### Assigned task
In the copy, include every entry exactly but none of its images.

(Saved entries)
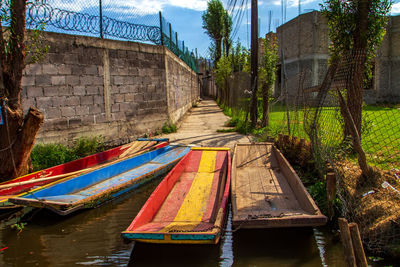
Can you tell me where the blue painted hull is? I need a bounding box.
[10,145,190,215]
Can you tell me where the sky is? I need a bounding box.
[48,0,400,59]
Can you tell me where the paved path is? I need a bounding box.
[160,99,251,149]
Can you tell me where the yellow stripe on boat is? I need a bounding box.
[160,150,217,232]
[190,147,230,151]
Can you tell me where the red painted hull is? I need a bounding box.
[122,147,231,244]
[0,139,168,208]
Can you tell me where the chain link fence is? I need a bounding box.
[225,51,400,256]
[24,0,198,72]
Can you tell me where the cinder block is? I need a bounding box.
[66,75,80,86]
[80,76,93,86]
[61,106,76,117]
[65,96,80,106]
[84,65,98,75]
[81,95,94,105]
[73,86,86,96]
[113,94,124,103]
[35,75,51,86]
[24,64,42,75]
[124,93,135,102]
[45,107,62,119]
[86,86,99,95]
[43,87,59,97]
[89,105,101,114]
[51,76,66,86]
[58,64,72,75]
[75,106,89,115]
[113,76,124,85]
[42,64,58,75]
[22,76,35,86]
[27,87,44,97]
[111,103,120,112]
[36,96,53,108]
[52,96,67,107]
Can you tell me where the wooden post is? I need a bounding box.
[249,0,258,127]
[338,218,357,267]
[326,172,336,219]
[349,223,368,267]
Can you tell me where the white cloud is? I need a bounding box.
[268,0,318,7]
[48,0,208,15]
[392,2,400,14]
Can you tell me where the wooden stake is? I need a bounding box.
[338,218,356,267]
[326,172,336,219]
[349,223,368,267]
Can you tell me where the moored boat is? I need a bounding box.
[0,138,168,210]
[9,144,188,216]
[121,147,231,244]
[231,143,327,228]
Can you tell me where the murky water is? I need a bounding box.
[0,178,393,266]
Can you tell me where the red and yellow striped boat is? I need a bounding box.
[121,147,231,244]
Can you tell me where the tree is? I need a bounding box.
[0,0,45,181]
[321,0,391,177]
[259,35,278,127]
[215,55,232,105]
[202,0,225,63]
[222,10,232,57]
[321,0,392,137]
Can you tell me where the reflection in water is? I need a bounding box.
[0,177,352,267]
[314,228,328,267]
[219,204,233,267]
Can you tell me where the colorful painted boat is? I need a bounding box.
[0,138,168,210]
[9,144,189,216]
[121,147,231,244]
[231,143,327,228]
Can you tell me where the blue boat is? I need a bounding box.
[10,145,190,215]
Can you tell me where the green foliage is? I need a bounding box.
[31,136,105,171]
[72,136,105,159]
[215,55,232,89]
[202,0,225,62]
[320,0,392,80]
[259,36,278,89]
[222,9,233,56]
[161,121,177,134]
[230,40,248,72]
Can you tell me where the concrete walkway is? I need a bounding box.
[160,99,251,149]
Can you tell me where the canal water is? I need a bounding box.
[0,178,391,266]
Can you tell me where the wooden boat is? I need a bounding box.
[231,143,327,228]
[9,144,189,216]
[121,147,231,244]
[0,138,168,210]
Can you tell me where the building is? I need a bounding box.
[276,11,400,104]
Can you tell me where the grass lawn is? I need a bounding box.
[224,101,400,170]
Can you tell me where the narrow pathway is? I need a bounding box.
[160,99,251,149]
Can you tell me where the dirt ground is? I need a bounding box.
[159,99,252,149]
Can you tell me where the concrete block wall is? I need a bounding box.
[22,31,199,146]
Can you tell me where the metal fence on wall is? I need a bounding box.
[25,0,199,72]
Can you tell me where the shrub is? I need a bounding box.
[31,136,105,171]
[162,121,177,134]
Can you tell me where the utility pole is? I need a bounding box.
[250,0,258,127]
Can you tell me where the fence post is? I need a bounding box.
[99,0,103,38]
[338,218,357,267]
[169,23,172,49]
[159,11,164,46]
[175,32,178,51]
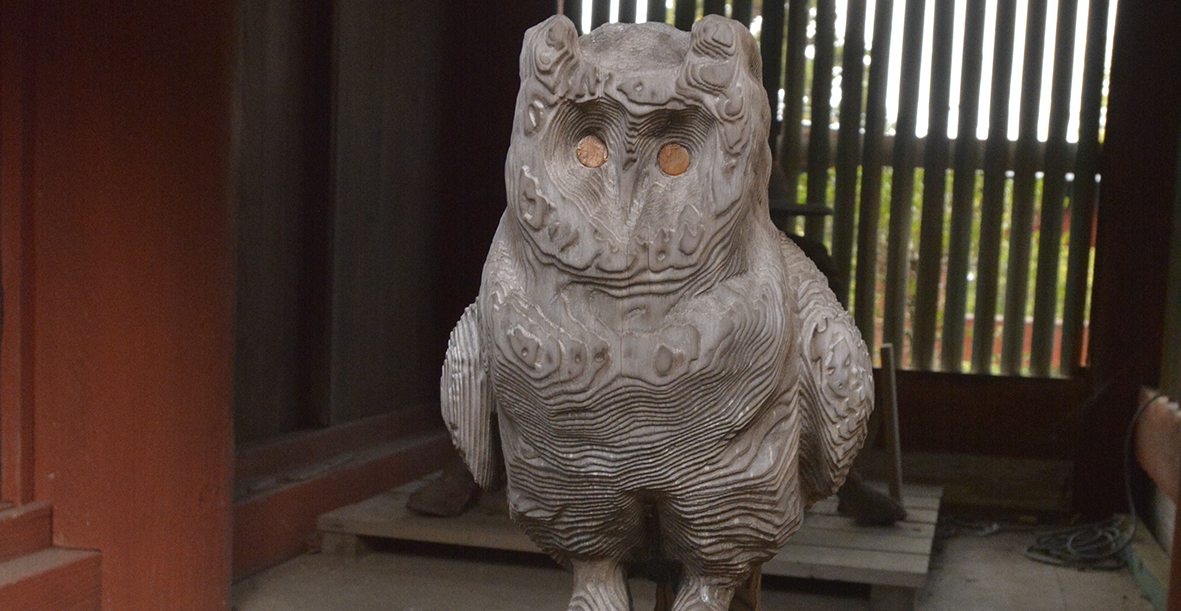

### Task answer
Can you tell me where the blue painted hull is? I need a bounding box.
[10,145,190,215]
Can you tell me where the sky is? I need a bounding box.
[48,0,400,59]
Can you tell me where the paved path is? I need a bounding box.
[160,99,251,149]
Can you tell me where the yellow stripe on boat is? I need a bounding box.
[160,150,217,232]
[190,147,230,151]
Can you tell me where the red painted hull is? I need a bounding box.
[122,147,231,244]
[0,139,168,208]
Can you tell me where the chain link fence is? I need a bounding box.
[225,51,400,256]
[24,0,198,72]
Can you tell me where the cinder block is? I need a bounding box.
[66,75,80,86]
[80,76,93,86]
[61,106,76,117]
[65,96,80,106]
[84,65,98,75]
[81,95,94,105]
[73,86,86,96]
[113,94,124,103]
[35,75,51,86]
[24,64,42,75]
[124,93,135,102]
[45,107,62,119]
[86,86,99,95]
[43,87,59,97]
[89,105,101,114]
[51,76,66,86]
[58,64,72,75]
[75,106,89,115]
[113,76,124,85]
[42,64,58,75]
[22,76,35,86]
[27,87,44,97]
[111,103,120,112]
[36,96,53,108]
[52,96,67,107]
Can you tell me where the wooden post is? I need a bounding box.
[249,0,258,127]
[338,218,357,267]
[326,172,336,219]
[349,223,368,267]
Can you tell me where the white cloud is? I need a bounding box.
[268,0,318,7]
[48,0,208,15]
[392,2,400,14]
Can you tell me where the wooden stake is? I need a bounding box.
[338,218,356,267]
[326,172,336,219]
[349,223,368,267]
Can you tell me where the moored boat is? I need a bounding box.
[0,138,168,210]
[9,144,188,216]
[121,147,231,244]
[231,143,327,228]
Can you tell me where the murky water is? I need a bounding box.
[0,178,393,266]
Can you tell me where the red and yellow striped boat is? I need a bounding box.
[121,147,231,244]
Can you tell me where the tree is? I need a bounding box.
[0,0,45,181]
[321,0,391,177]
[259,35,278,127]
[215,55,232,105]
[202,0,225,63]
[222,10,232,57]
[321,0,392,137]
Can you tell me where the reflection in water is? I need a bounding box.
[0,177,352,267]
[314,228,328,267]
[219,204,233,267]
Can you tell me where the colorful painted boat is? I need a bounding box.
[0,138,168,210]
[9,144,189,216]
[121,147,231,244]
[231,143,327,228]
Can you tell me where the blue boat is? I need a bounding box.
[10,145,190,215]
Can you tell me where the green foliage is? I need a bounding box.
[31,136,105,171]
[72,136,105,159]
[215,55,232,89]
[202,0,225,62]
[320,0,392,80]
[259,36,278,89]
[222,9,233,56]
[161,121,177,134]
[230,40,248,72]
Can you tell me where the concrete walkway is? I need a bounding box.
[160,99,251,149]
Can you tell me where the canal water is? I need a bounding box.
[0,178,391,266]
Can you tell me where the wooden boat is? I need a bounding box.
[231,143,327,228]
[9,144,189,216]
[121,147,231,244]
[0,138,168,210]
Can you tell me where the building is? I need a bounding box.
[276,11,400,104]
Can you tell me where the grass lawn is? I need a bounding box.
[224,101,400,170]
Can you tell me where the narrow pathway is? I need a bounding box.
[160,99,251,149]
Can you tell me where the dirt ground is? I need a bounding box.
[159,99,252,149]
Can you tell me where the concrete block wall is? I need a bounding box.
[22,31,199,146]
Can you tell me where the metal fence on wall is? I need a bounding box.
[25,0,199,72]
Can you tell me where the shrub is? I need a bounding box.
[31,136,105,171]
[162,121,177,134]
Can you tell me where the utility pole is? I need a bounding box.
[250,0,258,127]
Can you tell me where the fence post is? I need a bounding box.
[99,0,103,38]
[338,218,357,267]
[169,23,172,49]
[159,11,164,46]
[175,32,178,51]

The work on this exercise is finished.